**PROBLEM REQUIREMENTS:** Please show all lines of the records that include "bollard".

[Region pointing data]
==============================
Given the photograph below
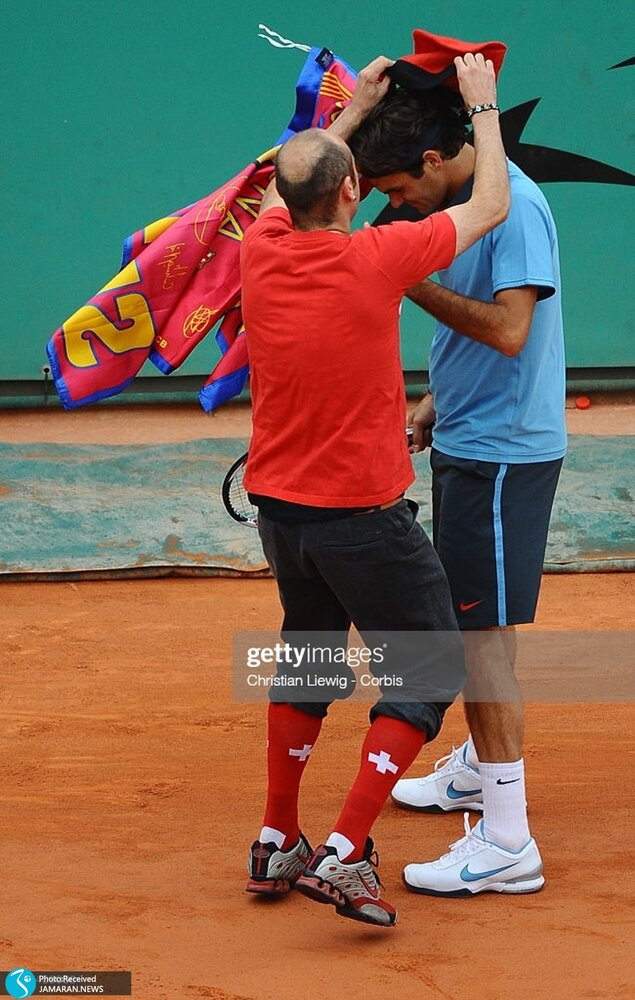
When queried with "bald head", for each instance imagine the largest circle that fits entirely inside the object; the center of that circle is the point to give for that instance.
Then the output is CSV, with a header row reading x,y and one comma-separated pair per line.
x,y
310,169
==============================
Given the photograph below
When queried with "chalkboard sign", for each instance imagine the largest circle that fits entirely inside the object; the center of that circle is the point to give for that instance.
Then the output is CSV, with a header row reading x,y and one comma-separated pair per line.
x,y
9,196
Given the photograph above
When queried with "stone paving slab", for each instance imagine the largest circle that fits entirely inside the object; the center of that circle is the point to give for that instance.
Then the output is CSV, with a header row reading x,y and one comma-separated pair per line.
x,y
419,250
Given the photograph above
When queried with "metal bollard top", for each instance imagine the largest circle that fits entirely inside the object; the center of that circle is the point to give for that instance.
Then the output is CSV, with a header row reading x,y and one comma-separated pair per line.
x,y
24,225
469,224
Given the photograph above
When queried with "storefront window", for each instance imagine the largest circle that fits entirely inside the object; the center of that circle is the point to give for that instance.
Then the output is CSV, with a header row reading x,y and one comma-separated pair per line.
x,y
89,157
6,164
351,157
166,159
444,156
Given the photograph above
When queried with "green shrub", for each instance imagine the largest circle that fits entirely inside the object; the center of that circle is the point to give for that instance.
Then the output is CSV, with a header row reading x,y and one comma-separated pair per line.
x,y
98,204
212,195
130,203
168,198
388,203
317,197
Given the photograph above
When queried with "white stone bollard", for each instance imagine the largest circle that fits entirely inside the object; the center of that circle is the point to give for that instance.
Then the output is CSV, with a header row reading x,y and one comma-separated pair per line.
==============================
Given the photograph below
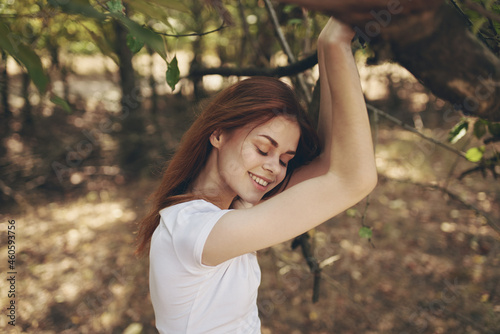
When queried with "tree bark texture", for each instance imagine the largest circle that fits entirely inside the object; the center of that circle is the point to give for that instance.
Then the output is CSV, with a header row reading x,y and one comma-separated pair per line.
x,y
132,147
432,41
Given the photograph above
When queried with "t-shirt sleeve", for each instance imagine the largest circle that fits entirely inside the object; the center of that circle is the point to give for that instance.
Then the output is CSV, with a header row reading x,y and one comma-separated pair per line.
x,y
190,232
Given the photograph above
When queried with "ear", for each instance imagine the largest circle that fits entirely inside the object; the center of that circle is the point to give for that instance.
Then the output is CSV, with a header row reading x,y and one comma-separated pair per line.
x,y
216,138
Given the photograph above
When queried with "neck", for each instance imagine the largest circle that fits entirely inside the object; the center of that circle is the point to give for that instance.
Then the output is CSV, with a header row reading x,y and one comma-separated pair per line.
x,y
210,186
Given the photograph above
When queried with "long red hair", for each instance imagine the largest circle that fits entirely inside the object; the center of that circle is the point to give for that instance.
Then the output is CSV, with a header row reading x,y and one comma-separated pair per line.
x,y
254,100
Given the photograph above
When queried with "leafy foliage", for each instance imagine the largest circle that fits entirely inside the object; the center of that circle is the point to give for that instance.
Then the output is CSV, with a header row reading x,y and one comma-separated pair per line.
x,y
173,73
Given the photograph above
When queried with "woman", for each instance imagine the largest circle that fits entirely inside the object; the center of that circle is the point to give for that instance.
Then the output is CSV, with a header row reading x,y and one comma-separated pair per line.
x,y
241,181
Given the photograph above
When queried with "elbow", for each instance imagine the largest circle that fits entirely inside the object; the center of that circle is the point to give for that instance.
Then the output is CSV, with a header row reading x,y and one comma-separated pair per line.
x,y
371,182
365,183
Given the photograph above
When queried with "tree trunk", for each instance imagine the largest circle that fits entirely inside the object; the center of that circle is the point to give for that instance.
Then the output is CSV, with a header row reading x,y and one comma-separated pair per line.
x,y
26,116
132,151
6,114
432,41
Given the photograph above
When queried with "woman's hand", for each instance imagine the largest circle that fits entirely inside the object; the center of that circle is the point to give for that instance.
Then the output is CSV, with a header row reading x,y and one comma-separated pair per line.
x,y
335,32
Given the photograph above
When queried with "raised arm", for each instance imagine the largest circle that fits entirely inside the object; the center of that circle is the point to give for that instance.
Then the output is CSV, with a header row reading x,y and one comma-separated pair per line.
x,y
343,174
==============================
**RESULT OF THE TASK:**
When queried with "metal bollard top", for each instance imagine the largest circle that fits entirely inside the object; the center of that circle is the point to give for that instance.
When queried with "white stone bollard", for each instance imagine the largest circle that fits entirely inside the object; the center of that circle is the point to give for that instance.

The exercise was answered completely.